## [Exercise]
Reproduce verbatim the portion of the turkey hunting thread starting with "As stated right" and going on through "are on nest.".

## [Text excerpt]

##############################

The smaller amount of reeds on your mouth call the easier it is to use. Also when i was young and first started turkey huntin I would go out and scout and i would take my calls and call to the birds and they would come in. DO NOT DO IT. As much fun as it is to see them and do that it educates the birds for when the season comes in. And makes it way harder to call them in. Also i believe it was said already. When you have one coming in and its within 100 yards limit your calls to purrs and putts. and use those very sparingly. The secret is to make them find you. Putting them to bed the night before is a huge help also. When scouting looks for areas with lots of scratching and look for droppings. I have alot of luck hunting in the rain for turkeys. If it rains hunt a field. Turkeys go to fields when it rains. Ive gotten 4 turkeys while hunting during thunderstorms. They gobble at the thunder. its actually really awesome. good luck


----------



## Kenlow1

Agree with all the info given-lots of good tips. I am no expert but have killed my share of long beards. Like stated previously, one of the most important things in turkey hunting is to limit your movement. Just because you may not hear that turkey gobble, that doesn't mean there isn't one close by. I have shot several gobblers after being set up for 1-2 hrs and was getting ready to move when I caught movement 30 yds away-yes he came in silent. The best advice I can give you is to move your eyes, not your head. If you do move your head, very slowly. Turkeys pick up movement. Decoys are good to use too as they will focus the gobblers attention away from you and on the hen or hens. I would not however use a gobbler decoy on public land, just too dangerous. An old timer probably gave me the best info when I was just learning to turkey hunt. You don't have to be an expert caller but more important to have good woodmanship. Knowing the lay of the land, where an obstacle is such as a creek or stream or deep cut. Turkeys may "hang up" and you may have to use available cover and brush to put yourself in position to get in range of the turkey. One of the best calls is not a turkey call at all. Had a gobbler hang up out of range once and he would not budge, I quit calling and we had a Mexican standoff. The old timer told me to use my hand and scratch in the leaves, it worked like a charm! The gobbler thought the hen or hens were losing interest since I had quit calling and he heard the scratching in the leaves simulating feeding turkeys. He had to come check it out and caught a load of 3 inch magnum #6 shot copper pellets.


----------



## jmyers8

As stated right above some scratching off the leaves can be deadly late in the morning.. Mix that with just a couple simple clucks about every half hour and just sit..eventually when the hens are layed up he will come looking for that. I've gotten quite a few that made that mistake it usually works best around ten or after when the hens are on nest.


----------

##############################

## [Data]
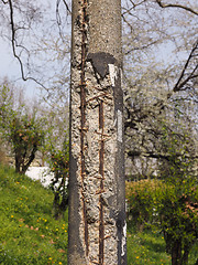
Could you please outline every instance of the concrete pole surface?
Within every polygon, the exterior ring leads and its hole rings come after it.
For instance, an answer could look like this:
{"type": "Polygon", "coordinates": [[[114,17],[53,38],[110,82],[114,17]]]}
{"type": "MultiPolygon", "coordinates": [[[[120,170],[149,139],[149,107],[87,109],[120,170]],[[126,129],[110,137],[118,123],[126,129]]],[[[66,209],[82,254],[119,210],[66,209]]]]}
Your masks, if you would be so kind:
{"type": "Polygon", "coordinates": [[[127,264],[121,1],[73,0],[69,265],[127,264]]]}

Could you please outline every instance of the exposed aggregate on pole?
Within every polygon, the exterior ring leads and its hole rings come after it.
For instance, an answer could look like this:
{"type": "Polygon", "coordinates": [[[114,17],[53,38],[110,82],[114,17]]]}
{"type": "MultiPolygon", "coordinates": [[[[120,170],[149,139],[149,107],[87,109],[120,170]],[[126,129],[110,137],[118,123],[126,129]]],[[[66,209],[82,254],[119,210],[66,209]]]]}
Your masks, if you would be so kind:
{"type": "Polygon", "coordinates": [[[69,265],[127,264],[120,6],[73,1],[69,265]]]}

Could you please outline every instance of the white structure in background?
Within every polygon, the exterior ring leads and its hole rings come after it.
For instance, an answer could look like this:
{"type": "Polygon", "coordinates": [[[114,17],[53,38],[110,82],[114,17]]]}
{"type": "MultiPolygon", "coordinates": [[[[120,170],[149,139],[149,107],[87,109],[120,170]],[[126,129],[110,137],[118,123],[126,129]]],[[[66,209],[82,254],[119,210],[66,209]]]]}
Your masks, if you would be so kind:
{"type": "Polygon", "coordinates": [[[25,174],[32,180],[40,180],[45,188],[51,184],[52,179],[54,178],[54,174],[50,171],[48,167],[30,167],[25,174]]]}

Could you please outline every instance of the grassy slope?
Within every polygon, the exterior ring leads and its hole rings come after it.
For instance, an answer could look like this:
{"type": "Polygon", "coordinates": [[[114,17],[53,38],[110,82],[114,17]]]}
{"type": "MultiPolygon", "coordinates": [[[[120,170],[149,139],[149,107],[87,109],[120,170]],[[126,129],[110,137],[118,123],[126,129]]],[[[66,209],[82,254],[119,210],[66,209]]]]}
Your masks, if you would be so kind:
{"type": "MultiPolygon", "coordinates": [[[[52,218],[52,192],[38,182],[0,167],[1,265],[67,264],[67,221],[52,218]]],[[[189,265],[195,264],[196,247],[189,265]]],[[[170,265],[162,234],[129,226],[128,264],[170,265]]]]}
{"type": "Polygon", "coordinates": [[[53,194],[0,167],[0,264],[67,264],[67,222],[52,218],[53,194]]]}

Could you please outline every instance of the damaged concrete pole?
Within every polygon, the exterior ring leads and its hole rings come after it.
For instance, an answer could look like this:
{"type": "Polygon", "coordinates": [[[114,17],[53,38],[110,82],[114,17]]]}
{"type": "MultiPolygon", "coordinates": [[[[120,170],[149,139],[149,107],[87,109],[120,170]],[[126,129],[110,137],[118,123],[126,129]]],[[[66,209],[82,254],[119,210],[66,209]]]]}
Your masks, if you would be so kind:
{"type": "Polygon", "coordinates": [[[69,265],[127,264],[120,0],[73,0],[69,265]]]}

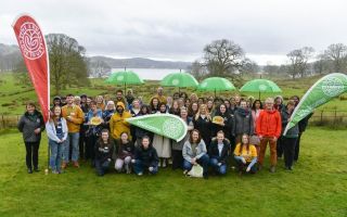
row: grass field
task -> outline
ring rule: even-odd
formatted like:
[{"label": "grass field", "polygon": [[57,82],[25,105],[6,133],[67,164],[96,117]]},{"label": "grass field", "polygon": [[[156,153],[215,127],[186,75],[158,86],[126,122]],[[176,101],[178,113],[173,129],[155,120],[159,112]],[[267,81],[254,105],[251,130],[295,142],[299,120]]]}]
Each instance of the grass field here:
[{"label": "grass field", "polygon": [[28,175],[21,135],[7,130],[0,136],[0,216],[347,216],[345,140],[346,130],[309,127],[293,171],[280,161],[275,174],[243,177],[193,179],[166,168],[151,177],[99,178],[87,164],[44,175],[46,138],[42,171]]}]

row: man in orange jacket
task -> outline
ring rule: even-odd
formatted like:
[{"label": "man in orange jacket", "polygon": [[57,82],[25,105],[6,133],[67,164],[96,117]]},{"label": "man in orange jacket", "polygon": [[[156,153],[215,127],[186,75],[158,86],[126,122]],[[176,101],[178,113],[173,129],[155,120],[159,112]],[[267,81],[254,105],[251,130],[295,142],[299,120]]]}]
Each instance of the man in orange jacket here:
[{"label": "man in orange jacket", "polygon": [[264,156],[267,150],[267,145],[270,145],[270,171],[275,171],[277,166],[277,141],[281,136],[282,122],[281,114],[273,108],[273,99],[268,98],[265,101],[265,110],[260,112],[257,119],[256,131],[260,139],[260,153],[259,153],[259,169],[262,167]]}]

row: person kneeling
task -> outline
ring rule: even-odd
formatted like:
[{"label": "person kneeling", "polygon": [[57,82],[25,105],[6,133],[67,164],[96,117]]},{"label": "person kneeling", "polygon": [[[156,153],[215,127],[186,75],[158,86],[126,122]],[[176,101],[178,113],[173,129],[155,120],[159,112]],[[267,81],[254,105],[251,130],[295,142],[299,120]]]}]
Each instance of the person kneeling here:
[{"label": "person kneeling", "polygon": [[144,169],[153,175],[158,173],[158,155],[150,143],[150,138],[144,136],[141,145],[134,151],[134,158],[131,159],[133,170],[138,176],[142,176]]},{"label": "person kneeling", "polygon": [[133,158],[134,144],[129,141],[129,136],[127,132],[121,132],[120,140],[118,144],[118,154],[115,163],[115,169],[121,173],[124,167],[127,174],[131,173],[131,158]]},{"label": "person kneeling", "polygon": [[202,140],[197,129],[192,130],[189,140],[183,145],[182,155],[184,158],[184,175],[188,175],[189,170],[192,169],[193,165],[198,164],[204,169],[204,178],[208,178],[209,157],[207,155],[205,142],[204,140]]},{"label": "person kneeling", "polygon": [[218,131],[217,138],[213,139],[209,145],[209,164],[214,170],[220,175],[227,174],[227,159],[229,156],[230,142],[224,139],[224,132]]},{"label": "person kneeling", "polygon": [[107,129],[101,131],[95,145],[95,169],[98,176],[104,176],[112,161],[113,143]]},{"label": "person kneeling", "polygon": [[250,174],[257,171],[257,150],[255,145],[249,144],[248,135],[242,136],[242,142],[239,143],[234,150],[234,158],[236,159],[240,175],[242,175],[244,170]]}]

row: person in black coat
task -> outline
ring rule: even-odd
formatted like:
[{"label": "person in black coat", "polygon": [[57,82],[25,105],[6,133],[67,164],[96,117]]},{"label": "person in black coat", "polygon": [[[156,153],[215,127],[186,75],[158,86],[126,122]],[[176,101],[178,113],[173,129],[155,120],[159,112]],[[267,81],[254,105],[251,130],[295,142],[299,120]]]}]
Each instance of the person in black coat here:
[{"label": "person in black coat", "polygon": [[217,138],[213,139],[208,150],[209,164],[220,175],[227,174],[228,157],[230,155],[230,142],[224,139],[224,132],[217,132]]},{"label": "person in black coat", "polygon": [[210,139],[211,139],[211,117],[207,112],[207,105],[202,104],[198,108],[198,112],[193,117],[194,128],[197,129],[206,144],[206,149],[209,149]]},{"label": "person in black coat", "polygon": [[23,140],[26,148],[26,166],[28,174],[34,170],[39,171],[39,146],[41,141],[41,132],[44,130],[44,120],[40,112],[36,110],[34,102],[26,104],[26,112],[21,117],[17,128],[23,133]]},{"label": "person in black coat", "polygon": [[[224,122],[222,124],[213,124],[213,133],[217,135],[218,131],[222,130],[224,137],[231,142],[232,148],[235,145],[235,135],[234,135],[234,116],[227,111],[224,104],[219,105],[219,108],[216,111],[215,116],[221,116]],[[214,117],[215,117],[214,116]]]},{"label": "person in black coat", "polygon": [[95,170],[98,176],[104,176],[104,174],[107,173],[112,161],[113,149],[114,144],[110,138],[110,131],[103,129],[95,145]]},{"label": "person in black coat", "polygon": [[159,158],[147,136],[142,138],[141,145],[136,149],[134,158],[131,159],[131,163],[138,176],[142,176],[144,169],[152,175],[158,173]]}]

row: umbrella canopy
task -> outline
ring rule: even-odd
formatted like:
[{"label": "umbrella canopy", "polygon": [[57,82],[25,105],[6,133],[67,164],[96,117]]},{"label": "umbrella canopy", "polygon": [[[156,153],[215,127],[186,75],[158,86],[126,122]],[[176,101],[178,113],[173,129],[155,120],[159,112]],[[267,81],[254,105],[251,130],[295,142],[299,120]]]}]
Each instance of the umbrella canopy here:
[{"label": "umbrella canopy", "polygon": [[162,86],[178,88],[196,88],[197,80],[189,73],[171,73],[163,78]]},{"label": "umbrella canopy", "polygon": [[254,79],[246,82],[240,89],[241,92],[259,92],[259,99],[261,92],[275,93],[282,92],[281,88],[277,84],[267,79]]},{"label": "umbrella canopy", "polygon": [[112,73],[110,77],[105,80],[106,84],[114,85],[124,85],[125,91],[127,85],[140,85],[143,84],[143,80],[139,77],[138,74],[132,71],[123,71],[117,73]]},{"label": "umbrella canopy", "polygon": [[217,91],[235,90],[236,88],[226,78],[210,77],[204,79],[197,87],[201,91]]}]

##############################

## [Solution to this task]
As stated right above some scratching off the leaves can be deadly late in the morning.. Mix that with just a couple simple clucks about every half hour and just sit..eventually when the hens are layed up he will come looking for that. I've gotten quite a few that made that mistake it usually works best around ten or after when the hens are on nest.